(What needs to be done): Translate this sentence from the opinion piece on Noughts & Crosses into Spanish: "Be it a book or a play or a song or anything else, if it challenges people then it is fundamentally good."

## start Given passage

There has been controversy about the book Noughts & Crosses being on the Junior Cert curriculum. The description of passionate young love, later sex and (hang on to your seats) an abortion all speaks to things that young adults are likely to encounter in their lives, writes Aaron McKenna.

Aaron McKenna

THE BAN THIS Sick Filth brigade came out on one of their favourite forums recently, the Joe Duffy show, to decry a novel called Noughts & Crosses.

It features on the Junior Cert syllabus and was likened to 50 Shades of Grey for its explicit recounting of sexual activity (“fornication” as we like to call it) among two teenagers.

Is it any wonder, asked a concerned mother, that we have one of the highest rates of teen pregnancy in the world (we don’t, incidentally) if our children are being exposed to this kind of thing in schools?

Shouldn’t children be allowed to be children and ride bicycles and kick footballs and be kept away from all the smut and sweat and realities of adult life?

If it’s challenging, it’s good

The moment someone suggests that an expression of thought be suppressed I tend to automatically believe that the forces of good in the world should move to see it more widely distributed than ever before. Be it a book or a play or a song or anything else, if it challenges people then it is fundamentally good.

It might be the stupidest idea you ever heard or the most gratuitously smutty book you ever read, but the fact that it provokes a reaction in you leading to further critical thought as to why you agree or disagree with the premise is, by its definition, a mind expanding experience.

## end Given passage
## start Information supplied

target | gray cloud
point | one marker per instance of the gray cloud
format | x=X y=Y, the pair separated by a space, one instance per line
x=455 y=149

## end Information supplied

(Task response): Ya sea un libro, una obra de teatro, una canción o cualquier otra cosa, si desafía a la gente, entonces es fundamentalmente bueno.